* TASK REQUIREMENTS *
Your response should be the complete set of records, reproduced exactly.

(Collected data)
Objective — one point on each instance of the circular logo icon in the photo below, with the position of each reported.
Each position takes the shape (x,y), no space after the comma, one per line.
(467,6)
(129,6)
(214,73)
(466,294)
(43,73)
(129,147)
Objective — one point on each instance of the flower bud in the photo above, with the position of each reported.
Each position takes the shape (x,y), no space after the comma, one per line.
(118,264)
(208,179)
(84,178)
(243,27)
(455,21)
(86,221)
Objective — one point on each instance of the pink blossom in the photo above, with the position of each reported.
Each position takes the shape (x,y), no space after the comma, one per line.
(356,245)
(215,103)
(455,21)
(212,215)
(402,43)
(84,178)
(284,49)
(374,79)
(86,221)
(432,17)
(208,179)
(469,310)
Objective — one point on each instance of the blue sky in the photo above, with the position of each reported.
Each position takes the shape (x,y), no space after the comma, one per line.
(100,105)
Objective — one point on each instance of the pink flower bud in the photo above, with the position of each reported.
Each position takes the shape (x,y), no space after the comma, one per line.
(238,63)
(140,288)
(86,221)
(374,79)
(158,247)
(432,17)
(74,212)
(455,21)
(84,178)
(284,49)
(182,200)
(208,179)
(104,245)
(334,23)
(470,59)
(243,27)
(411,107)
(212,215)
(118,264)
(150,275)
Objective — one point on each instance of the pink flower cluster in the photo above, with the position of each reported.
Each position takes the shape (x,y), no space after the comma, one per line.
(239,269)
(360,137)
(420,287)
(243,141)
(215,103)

* ANSWER TO THE EXERCISE *
Objective — one point on each instance of the circular logo icon in the photo below, with the position of each reported.
Each position takes the shape (x,y), no space after the comma, one per line.
(467,6)
(129,6)
(214,73)
(466,294)
(43,73)
(129,147)
Objective — one point on each instance of the flower bud in the photo above, with the position of each reported.
Each position takes the shape (x,y), no space after the comma, one per line.
(118,264)
(208,179)
(84,178)
(243,27)
(455,21)
(86,221)
Objective — one point on each instance of the pink blossom in the photo above, with the position of each reported.
Each position takes the shape (x,y), no space after the comma, one per line.
(356,245)
(215,103)
(455,21)
(212,215)
(402,43)
(84,178)
(284,49)
(374,79)
(86,221)
(432,17)
(208,179)
(469,310)
Objective — one point on each instance of the blue sky in the photo above, with the position of each reported.
Each position takes the shape (x,y), no space after the comma, one per line.
(100,105)
Objective — one point on each instance of the pink flower bud in the photo above, with the position of each reported.
Each position takes the shape (x,y), no space after the comma, one per line.
(238,63)
(140,288)
(86,221)
(374,79)
(158,247)
(432,17)
(74,212)
(455,21)
(84,178)
(284,49)
(182,200)
(208,179)
(104,245)
(334,23)
(470,59)
(243,27)
(411,107)
(212,215)
(118,264)
(150,275)
Objective — one point on each instance of the pink flower cluster in the photo above, with the position of each reported.
Each position takes the shape (x,y), no space after the comma, one per line.
(239,269)
(360,137)
(420,287)
(243,141)
(215,103)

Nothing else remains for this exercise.